SELECTED EXCERPT.
** start **

My question was this: Of the twenty best-selling books each year, how many are novels aimed at kids and how many are novels aimed at adults? And once I knew that information, I wanted to see if things were trending one way or another.
I started with 1997 for the simple reason that Harry Potter and the Sorcerer’s Stone was published that year. Rowling is often credited with creating a generation of readers, readers who are now mostly grown up.
It turns out that Harry didn’t take hold right away. There were no novels aimed at kids in the top 20 books from 1997, although there were 5 adult novels on the list. That left 15 non-fiction books to make up the bulk of the best selling titles. In 1997, fiction in general just wasn’t that popular. In 1998, there were 8 adult novels among the top 20 books. But again, not a single novel for kids or young adults made the list. It wasn’t looking good for young readers.

** end **

TASK SET.
**1)** Reproduce the text on best-selling novels for kids and adults, everything from "My question was" down to "mostly grown up.".
**2)** Carry the text on best-selling novels for kids and adults forward from its final sentence.

RAW DATA.
** start **

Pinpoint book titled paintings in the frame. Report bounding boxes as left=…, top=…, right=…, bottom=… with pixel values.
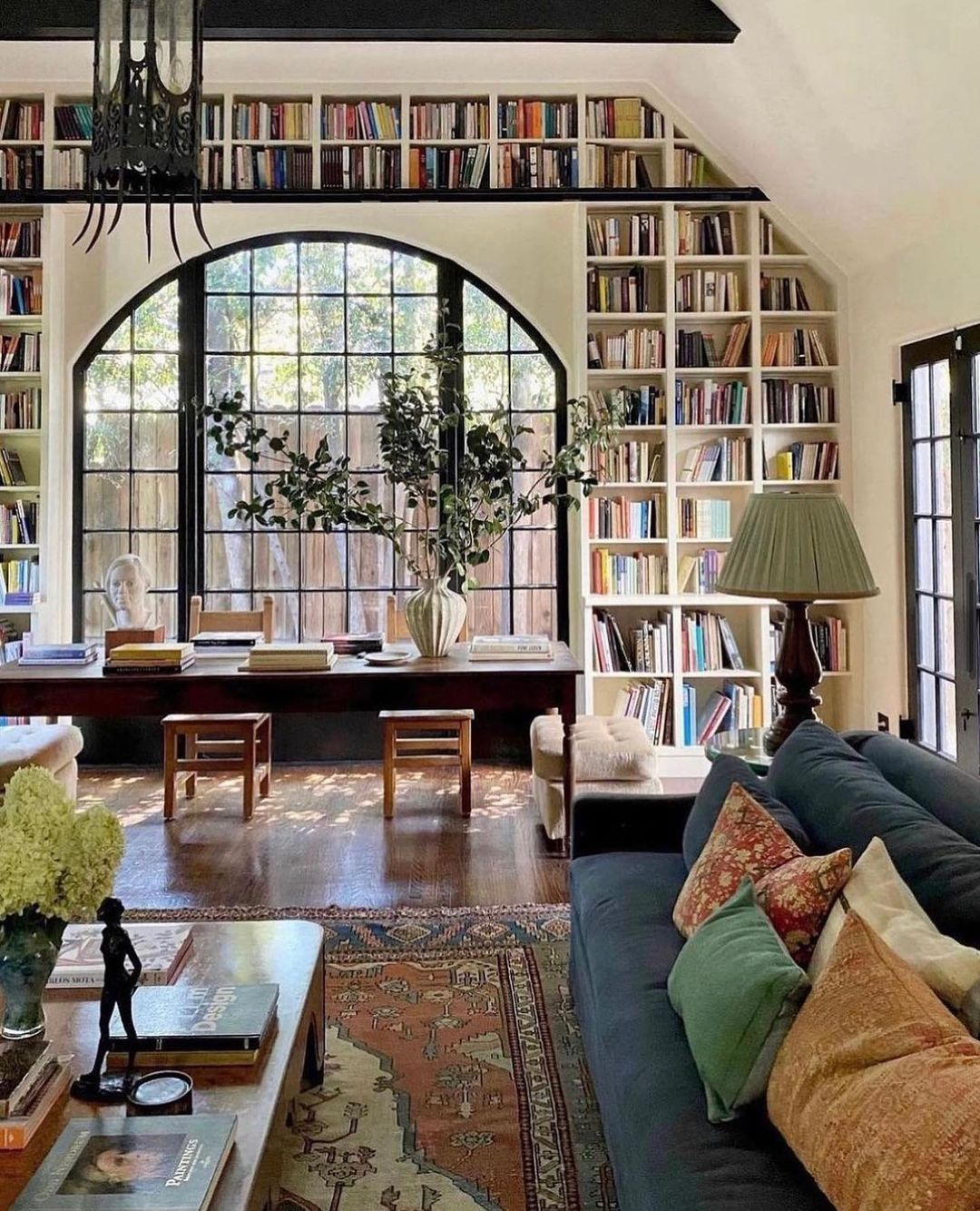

** end **

ANSWERS TO THE EXERCISES.
**1)**
My question was this: Of the twenty best-selling books each year, how many are novels aimed at kids and how many are novels aimed at adults? And once I knew that information, I wanted to see if things were trending one way or another.
I started with 1997 for the simple reason that Harry Potter and the Sorcerer’s Stone was published that year. Rowling is often credited with creating a generation of readers, readers who are now mostly grown up.

**2)**
Things changed dramatically in 1999, the year that Harry took over. In 1999, the top three bestselling books of the year were three installments of Harry. But despite Rowling’s voracious young readers, from 1997 to 2007, there were only 17 kids titles in the top 20, and most were Harry. This compares to 47 adult titles. Outside of Harry’s fans, it looked like we were losing many of the new generation of readers.
What was happening? Did kids only read Harry Potter?
THE YEAR KIDS TOOK OVER THE READING UNIVERSE
But beginning in 2008, the reading world shifted. Between 2008 and 2014, there were over twice as many kids titles as adult titles in the Top 20. 45 to 21. Over the last seven years, kids books have kicked butt on adult books.
Why?
I don’t know, but I suspect it is a combination of parents and teachers putting more focus on reading. I suspect it’s also the appearance of many more authors who began writing compelling books aimed at kids. In addition to the authors I already mentioned, we also saw the emergence of Stephenie Meyer, Christopher Paolini, Suzanne Collins, John Green, Veronica Roth, and others.
Is this a case of Build it And They Will Come?
Maybe. And it’s worth noting that many of these authors construct stories as if they’d had a Joseph Campbell How-To book on their desk.
Let’s look at an unusual example that I think epitomizes how much kids, even very young kids, read today.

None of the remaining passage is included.